EXERCICE ÉCRIT 1 —
Extrayez du texte sur les pelouses le passage commençant par « Il s'agit du » et se terminant par « et autres collemboles. ».
EXERCICE ÉCRIT 2 —
Répondez aux questions suivantes d'après le texte sur les pelouses :
(a) Quel milieu est présenté comme la seule exception possible à l'absence d'herbe rase à l'état naturel ?
(b) Quel bâtiment est donné en exemple de façade où l'on fait pousser des plantes ?
(c) Quel film est cité pour illustrer la proximité de l'ère primitive ?
EXERCICE ÉCRIT 3 —
Reformulez sous forme de liste le paragraphe du texte sur les pelouses qui commence par « La première est d'ordre esthétique » en conservant ses faits principaux.

___ TEXTE

Il existe un génocide d'êtres vivants dont on ne parle jamais.
Je peux me tromper en écrivant « jamais » ; lisez jusqu'au bout, vous jugerez après.
Il s'agit du microcosme jardinier.
Hier [lundi dernier, NdY] je passais la tondeuse lorsque je songeai avec une brusque honte mêlée d'un repentir immense que j'étais l'exécuteur d'un nombre incalculable de bestioles et autres collemboles.
La question qui surnageait au-dessus de mes réflexions fut la suivante : « Quelles sont les raisons pour que l'on en vienne à uniformiser la hauteur d'une pelouse ? » Cependant, une autre question, bien plus fondamentale celle-là, vint bousculer la précédente : « Et d'abord, à quoi peut bien servir une pelouse ? »
A cela j'y vois deux raisons.
La première est d'ordre esthétique. Le vert renvoie à la couleur préjugée de la nature ; être entouré de surfaces de gazon opère donc comme un rachat de conscience, en particulier pour les citadins : on importe avec soi un peu de la campagne. En affirmant cela, on se fourvoie complètement. Citez-moi un seul endroit au monde où l'on retrouve une aire d'herbe rase à l'état naturel. Mis à part la toundra (et encore), une pelouse naturelle revient à dire un cadavre vivant. Mais cela rassure, d'avoir près de soi un coin d'herbe, ce vert odorant après une tonte et l'éparpillement des déjections canines. Ces parcs doivent contrebalancer les teintes mornes et grises des immeubles ; ils ne font que jurer et proférer des insultes à l'égard des tours, renvoyant et accentuant ainsi leur image de désolation sociale. L'humain répond à l'humain. Pour mieux dissimuler cet état de fait (pour « égayer les villes », diront certains), on en vient à recouvrir les toits de plate-bandes végétales, ou à faire pousser des plantes sur les façades (par exemple le musée du Quai Branly à Paris). Je ne sais que penser de cela : est-ce une avancée ?
La seconde raison invoquée est d'ordre psychologique. Vous me diriez : la première aussi était empreinte de psychologie, et vous n'auriez pas tort. Néanmoins, le point sur lequel je souhaite vous amener est celui de la peur, la peur inconsciente de la sauvagerie, du primitivisme, d'un retour en arrière. Ère primitive pas si éloignée que ça, à ce propos. Tellement peu éloignée qu'elle n'est l'affaire d'un instant ; on peut prendre en exemple la géniale scène de 2001 : l'odyssée de l'espace, au moment où le primate, tout à la joie en y découvrant une arme, lance le fémur en l'air qui retombe sans transition aucune en un module flottant dans l'espace. Un parterre de fleurs est une zone contrôlée, une pelouse tondue est une pelouse soumise, un arbre élagué est un colosse docile. Est-ce vraiment la Nature ? Veut-on son épanouissement ou bien rassurer le besoin d'asservir qui anime les hommes ? Voir un jeune arbre soutenu par des témoins m'a toujours fait frémir d'horreur. Sous prétexte de le protéger des intempéries, on lui offre un carcan qui le fragilisera d'autant plus parce qu'il ne se sera pas renforcé en s'exposant aux phénomènes naturels. Il en résultera un tronc trop mince, et le jour où il se fracassera sur une bagnole par un coup de vent irrésistible, la faute en incombera aux services municipaux, alors que le problème était pris à l'envers dès le départ. Et ce charivari coûtera de l'argent... De l'argent ! A croire que tous nos maux tournent autour de l'argent. L'ultime artifice ! L'argent consacre le règne de l'artificiel, offrant un rempart bien mince.

______
___ JEU DE DONNÉES

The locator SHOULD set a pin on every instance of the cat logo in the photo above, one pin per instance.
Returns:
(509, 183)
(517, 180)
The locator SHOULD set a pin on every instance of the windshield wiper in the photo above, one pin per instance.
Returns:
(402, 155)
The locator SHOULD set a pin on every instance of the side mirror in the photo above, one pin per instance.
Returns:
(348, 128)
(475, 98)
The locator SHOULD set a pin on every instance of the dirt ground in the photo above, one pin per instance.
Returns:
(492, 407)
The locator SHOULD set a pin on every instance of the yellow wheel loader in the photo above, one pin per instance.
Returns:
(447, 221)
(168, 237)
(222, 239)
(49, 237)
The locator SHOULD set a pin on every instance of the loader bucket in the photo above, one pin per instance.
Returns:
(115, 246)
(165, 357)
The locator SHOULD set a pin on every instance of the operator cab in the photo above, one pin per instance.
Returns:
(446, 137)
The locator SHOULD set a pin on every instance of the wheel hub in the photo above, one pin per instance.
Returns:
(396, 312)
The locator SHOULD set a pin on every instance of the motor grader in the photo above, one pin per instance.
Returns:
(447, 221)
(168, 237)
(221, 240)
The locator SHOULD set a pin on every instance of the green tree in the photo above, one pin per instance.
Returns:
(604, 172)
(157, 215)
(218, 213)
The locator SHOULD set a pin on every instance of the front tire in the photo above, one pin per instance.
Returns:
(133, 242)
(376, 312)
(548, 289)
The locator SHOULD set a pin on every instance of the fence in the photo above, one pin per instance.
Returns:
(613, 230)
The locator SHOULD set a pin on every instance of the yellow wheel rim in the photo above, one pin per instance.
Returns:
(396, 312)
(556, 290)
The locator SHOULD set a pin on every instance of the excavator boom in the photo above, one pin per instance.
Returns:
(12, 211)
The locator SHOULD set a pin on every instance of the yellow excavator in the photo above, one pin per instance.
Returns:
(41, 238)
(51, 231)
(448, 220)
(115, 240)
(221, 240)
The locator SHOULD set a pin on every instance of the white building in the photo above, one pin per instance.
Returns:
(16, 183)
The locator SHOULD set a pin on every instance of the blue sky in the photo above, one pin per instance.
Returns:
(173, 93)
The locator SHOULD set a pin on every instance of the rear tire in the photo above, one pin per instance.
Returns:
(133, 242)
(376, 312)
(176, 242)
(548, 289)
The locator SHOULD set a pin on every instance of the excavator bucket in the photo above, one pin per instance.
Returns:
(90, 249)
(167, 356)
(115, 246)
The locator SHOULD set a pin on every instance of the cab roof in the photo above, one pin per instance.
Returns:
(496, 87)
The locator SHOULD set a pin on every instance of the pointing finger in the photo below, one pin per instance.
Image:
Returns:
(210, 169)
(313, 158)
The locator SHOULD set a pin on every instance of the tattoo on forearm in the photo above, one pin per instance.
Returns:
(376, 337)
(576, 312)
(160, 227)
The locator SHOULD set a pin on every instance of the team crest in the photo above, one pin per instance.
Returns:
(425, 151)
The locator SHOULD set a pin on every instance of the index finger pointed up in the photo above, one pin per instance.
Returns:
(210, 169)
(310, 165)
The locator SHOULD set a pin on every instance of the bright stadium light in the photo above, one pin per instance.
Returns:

______

CORRIGÉ 1 —
Il s'agit du microcosme jardinier.
Hier [lundi dernier, NdY] je passais la tondeuse lorsque je songeai avec une brusque honte mêlée d'un repentir immense que j'étais l'exécuteur d'un nombre incalculable de bestioles et autres collemboles.

CORRIGÉ 2 —
(a) La toundra.
(b) Le musée du Quai Branly à Paris.
(c) 2001 : l'odyssée de l'espace.

CORRIGÉ 3 —
- Raison esthétique : le vert renvoie à l'idée que l'on se fait de la nature. S'entourer de gazon agit comme un rachat de conscience, surtout pour les citadins, qui importent ainsi un peu de campagne.
- Selon le texte, c'est une erreur. Aucune aire d'herbe rase n'existe à l'état naturel, sauf peut-être la toundra, et une pelouse naturelle équivaut à un cadavre vivant.
- Avoir un coin d'herbe à proximité rassure malgré tout.
- Les parcs doivent contrebalancer la grisaille des immeubles, mais ils accentuent au contraire l'image de désolation sociale des tours.
- Pour dissimuler cela, on végétalise les toits et les façades, par exemple au musée du Quai Branly à Paris. Le texte se demande si c'est une avancée.